Description de tâche
Recopiez à l'identique le passage de l'extrait sur le séjour à Bali, en commençant aux mots « Et ainsi les » et en vous arrêtant après « de ses habitants. ».

Le taxi dépose Jean à l’hôtel où il a loué une chambre pour les trois semaines de son séjour. Contrairement à ce que suggérait le site web du Bali Beach Super Luxe Resort, la mer et la plage se trouvent à huit cents mètres. Qu’à cela ne tienne ! L’architecture balinaise est joliment exotique et dans la piscine scintille une eau smaragdine sous les rayons du soleil tropical.

La réceptionniste est ravissante dans son costume traditionnel et semble incarner à elle seule toute l’affabilité et la douceur innées des autochtones. C’est avec un sourire éclatant qui découvre des dents parfaitement limées qu’elle réclame un supplément pour une chambre de luxe. La chambre standard réservée par Jean a été attribuée entre-temps à quelqu’un d’autre. Sorrrrry Misterrrrr ! Erreur de planning ou manque d’une confirmation du vacancier quelques jours avant son arrivée ? Jean ne le saura jamais.
Après avoir défait ses bagages dans l’atmosphère glaciale causée par un climatiseur réglé à fond, il s’accorde un instant de repos sur la petite véranda devant sa chambre. Horreur ! Le poteau en bois à moins d’un mètre de lui héberge un nid d’abeilles. Il a beau ameuter tout le staff et crier « alergi, alergi » en désignant les butineuses qui bourdonnent autour de son nez, le personnel balinais n’envisage pas du tout de déranger l’essaim. En souriant, on lui explique qu’à Bali, les abeilles sont signe de bonheur. Par contre, on veut bien déménager le client dans la seule chambre encore disponible… et où le climatiseur est en panne. Sorrrrry Misterrrrr !

Après une bonne nuit de sommeil, le monde balinais paraît plus rose et Jean décide de se risquer hors de l’hôtel pour changer ses euros. Aux alentours, de nombreux money changers proposent leurs services. Futé, il ne se laisse pas appâter par celui qui affiche le meilleur taux de change, car il a entendu parler de ces endroits où l’on exige des commissions allant jusqu’à 35% ! Il choisit alors un autre… et se retrouve entre les mains agiles de petits Garcimore rigolards qui manipulent des calculettes tronquées et escamotent des liasses avec une dextérité affolante.

Et ainsi les travers et les surcoûts continueront tout au long de son séjour. Le Sans-Caste n’évitera pas la plupart des pièges qui le feront casquer davantage que les membres plus avertis des autres castes. Au mieux, son portefeuille sera délesté par des coquins qui se contentent de menus larcins. Au pire, il aura affaire à des escrocs sans scrupule aux pratiques carrément criminelles. Jean se doute bien qu’avec le nombre croissant de touristes, la délinquance doit être à l’avenant. Mais il est venu pour visiter l’Ile des Dieux et découvrir le fameux sourire de ses habitants.

Bloc de données
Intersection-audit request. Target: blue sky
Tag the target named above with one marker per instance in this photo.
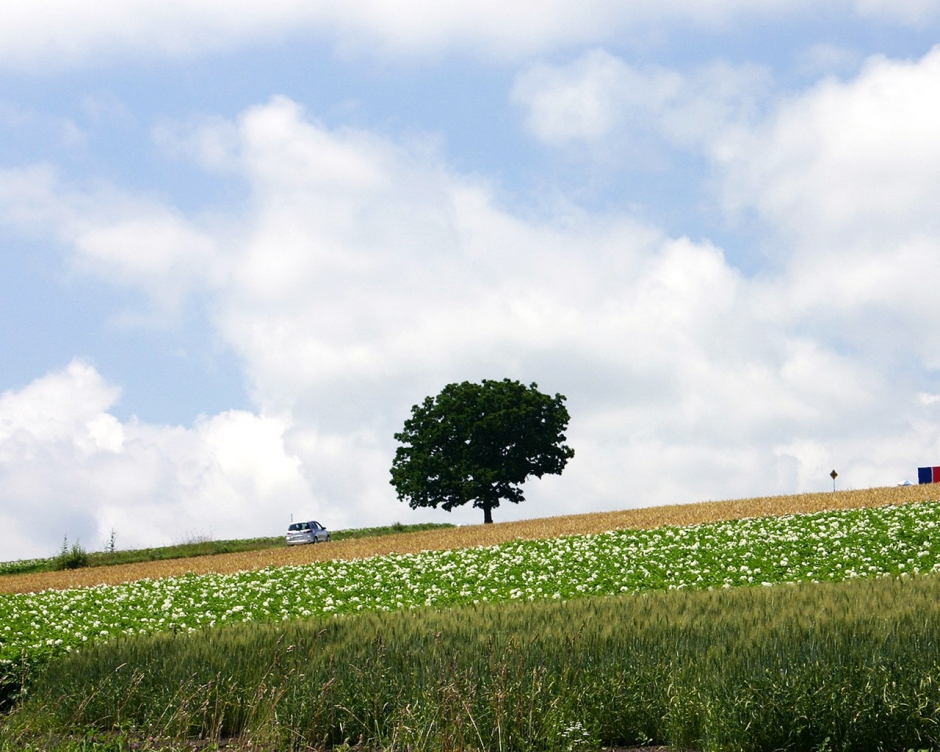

Réponse à l'exercice
Et ainsi les travers et les surcoûts continueront tout au long de son séjour. Le Sans-Caste n’évitera pas la plupart des pièges qui le feront casquer davantage que les membres plus avertis des autres castes. Au mieux, son portefeuille sera délesté par des coquins qui se contentent de menus larcins. Au pire, il aura affaire à des escrocs sans scrupule aux pratiques carrément criminelles. Jean se doute bien qu’avec le nombre croissant de touristes, la délinquance doit être à l’avenant. Mais il est venu pour visiter l’Ile des Dieux et découvrir le fameux sourire de ses habitants.